Out of the material that follows, write out exactly the lines from the line with "Query: guernsey lily flower" to the line with "Query: pink tank top", both ends included, and no others.
++++++++++
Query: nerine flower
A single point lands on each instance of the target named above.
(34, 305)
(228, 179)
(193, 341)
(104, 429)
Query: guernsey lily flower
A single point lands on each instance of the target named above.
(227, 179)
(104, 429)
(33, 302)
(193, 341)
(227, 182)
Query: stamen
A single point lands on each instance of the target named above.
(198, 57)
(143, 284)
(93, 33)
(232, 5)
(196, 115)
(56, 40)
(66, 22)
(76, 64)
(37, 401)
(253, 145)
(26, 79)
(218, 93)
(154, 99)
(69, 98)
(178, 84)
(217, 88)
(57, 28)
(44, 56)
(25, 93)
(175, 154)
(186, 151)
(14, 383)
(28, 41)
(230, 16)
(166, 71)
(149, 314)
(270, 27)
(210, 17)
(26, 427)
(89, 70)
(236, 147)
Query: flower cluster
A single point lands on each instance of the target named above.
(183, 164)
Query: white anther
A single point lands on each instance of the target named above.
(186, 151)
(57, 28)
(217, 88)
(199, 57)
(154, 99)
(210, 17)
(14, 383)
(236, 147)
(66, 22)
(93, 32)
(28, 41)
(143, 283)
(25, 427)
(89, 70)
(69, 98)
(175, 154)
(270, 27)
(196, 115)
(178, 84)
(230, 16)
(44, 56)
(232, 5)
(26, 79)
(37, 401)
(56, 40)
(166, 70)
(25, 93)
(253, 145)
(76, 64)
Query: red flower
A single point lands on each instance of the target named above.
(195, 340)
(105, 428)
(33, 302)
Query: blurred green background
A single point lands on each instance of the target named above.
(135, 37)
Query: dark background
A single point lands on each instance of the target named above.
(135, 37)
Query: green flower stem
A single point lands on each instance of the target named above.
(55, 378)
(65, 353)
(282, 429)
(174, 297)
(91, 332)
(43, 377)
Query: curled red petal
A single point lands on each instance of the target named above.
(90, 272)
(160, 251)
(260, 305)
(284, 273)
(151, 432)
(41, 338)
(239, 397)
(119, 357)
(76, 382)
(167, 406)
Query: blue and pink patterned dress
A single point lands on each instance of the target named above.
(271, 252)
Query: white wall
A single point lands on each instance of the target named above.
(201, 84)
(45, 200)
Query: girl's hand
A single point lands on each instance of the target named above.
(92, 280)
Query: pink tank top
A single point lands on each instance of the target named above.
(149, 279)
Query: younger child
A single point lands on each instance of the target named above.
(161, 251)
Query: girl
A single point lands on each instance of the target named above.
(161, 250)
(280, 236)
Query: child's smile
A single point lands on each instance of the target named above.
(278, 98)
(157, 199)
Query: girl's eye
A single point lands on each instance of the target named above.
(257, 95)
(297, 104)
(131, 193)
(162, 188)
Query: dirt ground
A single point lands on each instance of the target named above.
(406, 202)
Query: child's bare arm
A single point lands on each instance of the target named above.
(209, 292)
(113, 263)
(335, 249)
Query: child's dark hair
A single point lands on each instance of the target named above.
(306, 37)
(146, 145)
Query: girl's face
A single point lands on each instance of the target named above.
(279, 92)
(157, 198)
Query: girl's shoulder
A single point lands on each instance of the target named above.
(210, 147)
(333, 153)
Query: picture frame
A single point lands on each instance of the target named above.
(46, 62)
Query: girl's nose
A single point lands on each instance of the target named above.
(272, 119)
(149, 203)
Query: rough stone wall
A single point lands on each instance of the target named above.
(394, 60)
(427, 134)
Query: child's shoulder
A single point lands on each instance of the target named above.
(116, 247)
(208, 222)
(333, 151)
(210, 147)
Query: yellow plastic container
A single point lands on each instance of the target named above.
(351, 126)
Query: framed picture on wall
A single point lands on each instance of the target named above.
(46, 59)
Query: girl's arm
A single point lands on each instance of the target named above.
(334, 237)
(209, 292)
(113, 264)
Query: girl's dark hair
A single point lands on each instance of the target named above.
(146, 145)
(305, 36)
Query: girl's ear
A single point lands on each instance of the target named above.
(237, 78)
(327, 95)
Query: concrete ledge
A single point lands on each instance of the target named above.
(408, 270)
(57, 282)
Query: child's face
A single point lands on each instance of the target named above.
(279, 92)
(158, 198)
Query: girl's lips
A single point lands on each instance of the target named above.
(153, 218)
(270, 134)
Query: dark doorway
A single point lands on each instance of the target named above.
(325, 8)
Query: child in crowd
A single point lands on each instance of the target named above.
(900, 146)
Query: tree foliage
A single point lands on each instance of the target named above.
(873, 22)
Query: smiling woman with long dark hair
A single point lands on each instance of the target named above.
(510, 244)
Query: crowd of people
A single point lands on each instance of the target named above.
++++++++++
RESPONSE BELOW →
Query: guernsey lily flower
A single point lands on each instance of the target named above.
(227, 179)
(104, 429)
(33, 302)
(193, 341)
(227, 182)
Query: stamen
A single point lands on each instance of the target named above.
(198, 57)
(143, 284)
(93, 33)
(232, 5)
(196, 115)
(56, 40)
(66, 22)
(76, 64)
(37, 401)
(253, 145)
(26, 79)
(218, 93)
(154, 99)
(69, 98)
(178, 84)
(217, 88)
(57, 28)
(44, 56)
(25, 93)
(175, 154)
(186, 151)
(14, 383)
(28, 41)
(230, 16)
(166, 71)
(149, 314)
(270, 27)
(210, 17)
(26, 427)
(89, 70)
(236, 147)
Query: flower cluster
A single point lands on each instance of the target named above.
(183, 164)
Query: white anther
A single point lands on each instance of the target named above.
(186, 151)
(57, 28)
(217, 88)
(199, 57)
(154, 99)
(210, 17)
(14, 383)
(236, 147)
(66, 22)
(93, 32)
(28, 41)
(143, 283)
(25, 427)
(89, 70)
(69, 98)
(175, 154)
(270, 27)
(196, 115)
(178, 84)
(230, 16)
(44, 56)
(232, 5)
(26, 79)
(37, 401)
(56, 40)
(166, 70)
(25, 93)
(253, 145)
(76, 64)
Query: red flower
A single point lands on each instance of the target named above.
(195, 340)
(105, 428)
(33, 302)
Query: blurred green background
A single point lands on each instance of the target named above.
(135, 37)
Query: dark background
A single point lands on each instance of the target named above.
(135, 37)
Query: green flower stem
A single point lands on each instance of the target named above.
(55, 378)
(65, 353)
(282, 429)
(174, 297)
(91, 332)
(43, 377)
Query: curled red petal
A single point lands on each instance of the target named above.
(90, 272)
(160, 251)
(260, 305)
(284, 273)
(151, 432)
(41, 338)
(239, 397)
(119, 357)
(76, 382)
(167, 406)
Query: blue and pink patterned dress
A single point lands on each instance of the target named above.
(271, 252)
Query: white wall
A single point lands on each instance of the target named above.
(201, 84)
(45, 200)
Query: girl's hand
A single point lands on each instance of the target named above.
(92, 280)
Query: pink tank top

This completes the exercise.